- Tekstfragment -
>>

Een erg grote naam heeft Reks niet in de hiphopwereld, maar dankzij zijn debuutalbum Along Came The Chosen (2001) heeft hij wel mogen toeren met onder anderen Ghostface Killah, Rakim, Big Daddy Kane en zijn idool KRS-One. In de tijd tussen zijn debuut en de opvolger, Grey Hairs, heeft Reks een aardig netwerk van contacten opgebouwd. Zo leveren DJ Premier en Large Professor beiden een beat en komen gastoptredens van onder meer Lil’ Fame, Big Shug en Termanology. De producer Statik Selektah, die op Reks debuut ook al een beat leverde, is het prominentst aanwezig.
De stempel die Statik Selektah op het album Grey Hairs drukt, weegt echter niet al te zwaar. Dat hij de helft van de producties op zijn naam zet, zorgt voor een eensgezind geluid, omdat Statik vooral bedreven is in het authentiek laten klinken van beats. Tel daarbij de beats van veteranen die graag trouw blijven aan het oude hiphopgevoel op en je hebt een vers en ouderwets klinkend album in handen.
Want ook Reks lijkt graag een beetje in het verleden te leven. Neem bijvoorbeeld All In One (5 Mics), waar hij met behulp van de immer onbeholpen schreeuwende Lil’ Fame (die van M.O.P.) een aantal legendes laat herleven. Zo rapt hij stukjes in de stijl van Big Pun, Big L, The Notorious B.I.G. en 2pac. De ode aan de overleden grootmachten is aardig bedoeld, maar kan toch niet echt imponeren, omdat Reks duidelijk het charisma en de swagger van zijn idolen mist.
Hij komt beter uit de verf als hij zichzelf begint te prijzen, vertelt over zijn leven, of af en toe een kritische noot over de maatschappij of politiek laat vallen. Dat brengt hij in de praktijk op Say Goodnight, met een fijne en vervaarlijk klinkende beat van DJ Premier. Dit is samen met de fanatiek gerapte titeltrack, waar het album mee geopend wordt, een van de betere nummers.
Dat Grey Hairs oude tijden op een overwegend positieve manier doet herleven, is mede te danken aan het frisse scratchwerk en de leuke stemsamples van belangrijke figuren uit de laatste hiphopjaren. Het grappige is dat de meeste hergebruikte zinsnedes van redelijk recente tracks zijn genomen, in plaats van dat de quotes uit lang vervlogen tijden dateren. Dat zorgt, in samenwerking met de wat ouderswetse – op de juiste manier: dus niet té kaal en simpel, maar vooral ook niet te ‘gemaakt’ en overdreven – beats, voor een portie hiphop die lekker op de maag ligt.
Maar Reks is geen persoon die exclusieve hapjes serveert, hij houdt zijn hiphop het liefst zo dicht mogelijk bij de basis. Zo heeft hij het meestal over het leven op de straat, zijn eigen muzikale kwaliteiten of zijn levensopvattingen. Dat heeft als resultaat dat hij geloofwaardig overkomt en zichzelf ook niet voorbij streeft. Je krabt jezelf dan ook maar zelden achter de oren bij het luisteren naar Grey Hairs.

<<

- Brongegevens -
>>

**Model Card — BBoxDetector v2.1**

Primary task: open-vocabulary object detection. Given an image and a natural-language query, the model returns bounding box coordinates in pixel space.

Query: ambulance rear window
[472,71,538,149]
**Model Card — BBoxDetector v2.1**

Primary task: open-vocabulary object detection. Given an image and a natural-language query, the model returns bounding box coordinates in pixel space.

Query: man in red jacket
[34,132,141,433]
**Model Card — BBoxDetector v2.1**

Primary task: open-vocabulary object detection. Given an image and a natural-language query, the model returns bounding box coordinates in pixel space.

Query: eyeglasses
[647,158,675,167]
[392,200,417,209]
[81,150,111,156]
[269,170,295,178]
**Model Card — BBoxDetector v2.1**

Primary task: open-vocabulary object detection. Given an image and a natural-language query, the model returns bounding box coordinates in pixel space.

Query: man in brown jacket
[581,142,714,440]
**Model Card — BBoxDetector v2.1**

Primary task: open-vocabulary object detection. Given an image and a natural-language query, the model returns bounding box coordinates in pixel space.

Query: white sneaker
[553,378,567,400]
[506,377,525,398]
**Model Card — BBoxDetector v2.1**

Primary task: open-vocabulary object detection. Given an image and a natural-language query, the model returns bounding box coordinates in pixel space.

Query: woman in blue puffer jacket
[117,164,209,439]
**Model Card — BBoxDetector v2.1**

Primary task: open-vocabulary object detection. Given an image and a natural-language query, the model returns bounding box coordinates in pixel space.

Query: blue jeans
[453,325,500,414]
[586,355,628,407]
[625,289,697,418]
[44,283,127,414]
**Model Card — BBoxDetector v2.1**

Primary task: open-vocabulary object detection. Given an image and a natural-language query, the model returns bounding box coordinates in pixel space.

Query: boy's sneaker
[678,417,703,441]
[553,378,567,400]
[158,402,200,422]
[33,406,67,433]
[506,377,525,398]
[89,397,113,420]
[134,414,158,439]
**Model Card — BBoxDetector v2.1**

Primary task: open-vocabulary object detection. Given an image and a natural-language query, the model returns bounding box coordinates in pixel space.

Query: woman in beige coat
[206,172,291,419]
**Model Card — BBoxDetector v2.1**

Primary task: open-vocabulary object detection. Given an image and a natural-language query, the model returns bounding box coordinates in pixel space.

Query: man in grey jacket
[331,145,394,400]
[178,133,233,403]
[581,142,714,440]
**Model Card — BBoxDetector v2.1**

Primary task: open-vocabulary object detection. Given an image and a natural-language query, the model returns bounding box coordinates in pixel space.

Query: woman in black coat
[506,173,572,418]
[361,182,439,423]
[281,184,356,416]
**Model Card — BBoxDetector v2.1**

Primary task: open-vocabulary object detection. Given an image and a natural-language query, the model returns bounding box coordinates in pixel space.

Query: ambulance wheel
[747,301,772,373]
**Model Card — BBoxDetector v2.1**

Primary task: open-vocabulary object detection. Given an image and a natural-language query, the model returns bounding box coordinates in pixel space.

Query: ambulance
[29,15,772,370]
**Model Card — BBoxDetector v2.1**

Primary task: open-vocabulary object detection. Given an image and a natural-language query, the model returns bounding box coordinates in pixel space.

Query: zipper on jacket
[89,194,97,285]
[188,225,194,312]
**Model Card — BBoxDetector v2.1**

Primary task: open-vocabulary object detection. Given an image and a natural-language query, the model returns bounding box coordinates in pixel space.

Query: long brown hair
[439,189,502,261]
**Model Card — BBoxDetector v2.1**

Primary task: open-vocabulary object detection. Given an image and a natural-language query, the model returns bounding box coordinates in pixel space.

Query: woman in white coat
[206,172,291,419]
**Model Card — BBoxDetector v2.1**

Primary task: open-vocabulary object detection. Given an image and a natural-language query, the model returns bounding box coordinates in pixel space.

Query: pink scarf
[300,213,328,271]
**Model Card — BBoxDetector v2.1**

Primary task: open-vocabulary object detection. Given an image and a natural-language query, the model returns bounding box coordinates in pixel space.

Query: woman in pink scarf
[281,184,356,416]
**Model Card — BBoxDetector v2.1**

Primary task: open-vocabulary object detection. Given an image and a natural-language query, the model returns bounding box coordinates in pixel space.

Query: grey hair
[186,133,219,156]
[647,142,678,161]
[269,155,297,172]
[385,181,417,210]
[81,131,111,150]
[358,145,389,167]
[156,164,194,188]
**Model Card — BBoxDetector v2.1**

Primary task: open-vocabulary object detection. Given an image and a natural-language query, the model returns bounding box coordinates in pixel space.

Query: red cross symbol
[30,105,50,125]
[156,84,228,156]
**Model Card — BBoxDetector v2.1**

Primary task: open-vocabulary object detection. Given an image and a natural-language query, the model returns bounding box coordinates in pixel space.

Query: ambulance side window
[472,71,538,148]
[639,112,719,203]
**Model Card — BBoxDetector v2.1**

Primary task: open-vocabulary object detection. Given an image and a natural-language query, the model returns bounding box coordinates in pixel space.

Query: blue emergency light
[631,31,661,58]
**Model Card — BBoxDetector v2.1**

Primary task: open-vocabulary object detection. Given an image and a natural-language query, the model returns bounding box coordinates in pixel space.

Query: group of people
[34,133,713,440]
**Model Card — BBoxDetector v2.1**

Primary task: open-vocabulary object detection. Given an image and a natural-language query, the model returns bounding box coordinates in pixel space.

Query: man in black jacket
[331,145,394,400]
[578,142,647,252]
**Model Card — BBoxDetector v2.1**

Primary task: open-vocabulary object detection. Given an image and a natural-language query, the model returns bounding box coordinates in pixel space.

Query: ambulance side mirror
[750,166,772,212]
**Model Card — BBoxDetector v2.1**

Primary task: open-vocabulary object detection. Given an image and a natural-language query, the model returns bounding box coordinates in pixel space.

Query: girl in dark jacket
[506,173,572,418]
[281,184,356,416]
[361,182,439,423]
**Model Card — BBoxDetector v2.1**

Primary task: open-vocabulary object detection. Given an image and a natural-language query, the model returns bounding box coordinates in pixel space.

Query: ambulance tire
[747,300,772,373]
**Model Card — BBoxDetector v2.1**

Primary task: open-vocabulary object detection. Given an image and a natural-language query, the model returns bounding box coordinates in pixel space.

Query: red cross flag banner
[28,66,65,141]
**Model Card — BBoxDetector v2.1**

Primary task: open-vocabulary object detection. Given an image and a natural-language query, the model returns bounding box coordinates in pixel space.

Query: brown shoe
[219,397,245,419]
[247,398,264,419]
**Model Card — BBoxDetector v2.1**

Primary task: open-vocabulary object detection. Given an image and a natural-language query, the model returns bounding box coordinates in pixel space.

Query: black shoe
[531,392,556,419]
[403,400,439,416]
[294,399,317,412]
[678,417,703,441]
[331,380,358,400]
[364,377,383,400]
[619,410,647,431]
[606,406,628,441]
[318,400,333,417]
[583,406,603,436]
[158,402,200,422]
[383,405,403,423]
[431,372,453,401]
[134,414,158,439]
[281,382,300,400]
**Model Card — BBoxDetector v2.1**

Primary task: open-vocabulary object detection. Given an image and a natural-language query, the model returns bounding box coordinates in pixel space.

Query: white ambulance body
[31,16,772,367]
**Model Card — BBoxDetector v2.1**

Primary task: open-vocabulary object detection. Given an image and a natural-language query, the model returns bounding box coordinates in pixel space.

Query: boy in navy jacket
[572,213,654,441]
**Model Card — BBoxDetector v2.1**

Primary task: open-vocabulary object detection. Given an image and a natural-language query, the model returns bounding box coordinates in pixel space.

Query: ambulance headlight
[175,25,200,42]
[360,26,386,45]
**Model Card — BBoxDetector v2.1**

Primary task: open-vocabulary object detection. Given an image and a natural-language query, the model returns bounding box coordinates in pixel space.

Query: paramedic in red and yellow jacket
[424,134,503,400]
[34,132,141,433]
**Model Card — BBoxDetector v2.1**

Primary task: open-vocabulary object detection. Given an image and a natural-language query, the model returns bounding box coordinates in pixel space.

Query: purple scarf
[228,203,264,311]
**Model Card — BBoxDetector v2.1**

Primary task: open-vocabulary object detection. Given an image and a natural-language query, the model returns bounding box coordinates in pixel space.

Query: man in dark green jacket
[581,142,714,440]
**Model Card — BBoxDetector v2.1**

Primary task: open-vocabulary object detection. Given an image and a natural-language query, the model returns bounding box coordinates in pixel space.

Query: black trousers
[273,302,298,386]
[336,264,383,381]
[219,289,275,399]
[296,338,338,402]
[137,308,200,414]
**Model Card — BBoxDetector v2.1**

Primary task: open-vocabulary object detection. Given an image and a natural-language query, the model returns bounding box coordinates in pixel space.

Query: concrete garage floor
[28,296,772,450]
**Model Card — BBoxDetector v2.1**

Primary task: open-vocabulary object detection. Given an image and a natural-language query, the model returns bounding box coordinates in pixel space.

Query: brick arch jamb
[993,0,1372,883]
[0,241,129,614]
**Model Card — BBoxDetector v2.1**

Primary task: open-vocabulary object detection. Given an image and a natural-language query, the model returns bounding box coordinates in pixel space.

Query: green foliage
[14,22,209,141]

<<

Neem uit de recensie van Grey Hairs letterlijk het gedeelte over dat opent met de woorden "Want ook Reks" en sluit met "de betere nummers.". De regels staan los van de recensie.

Want ook Reks lijkt graag een beetje in het verleden te leven. Neem bijvoorbeeld All In One (5 Mics), waar hij met behulp van de immer onbeholpen schreeuwende Lil’ Fame (die van M.O.P.) een aantal legendes laat herleven. Zo rapt hij stukjes in de stijl van Big Pun, Big L, The Notorious B.I.G. en 2pac. De ode aan de overleden grootmachten is aardig bedoeld, maar kan toch niet echt imponeren, omdat Reks duidelijk het charisma en de swagger van zijn idolen mist.
Hij komt beter uit de verf als hij zichzelf begint te prijzen, vertelt over zijn leven, of af en toe een kritische noot over de maatschappij of politiek laat vallen. Dat brengt hij in de praktijk op Say Goodnight, met een fijne en vervaarlijk klinkende beat van DJ Premier. Dit is samen met de fanatiek gerapte titeltrack, waar het album mee geopend wordt, een van de betere nummers.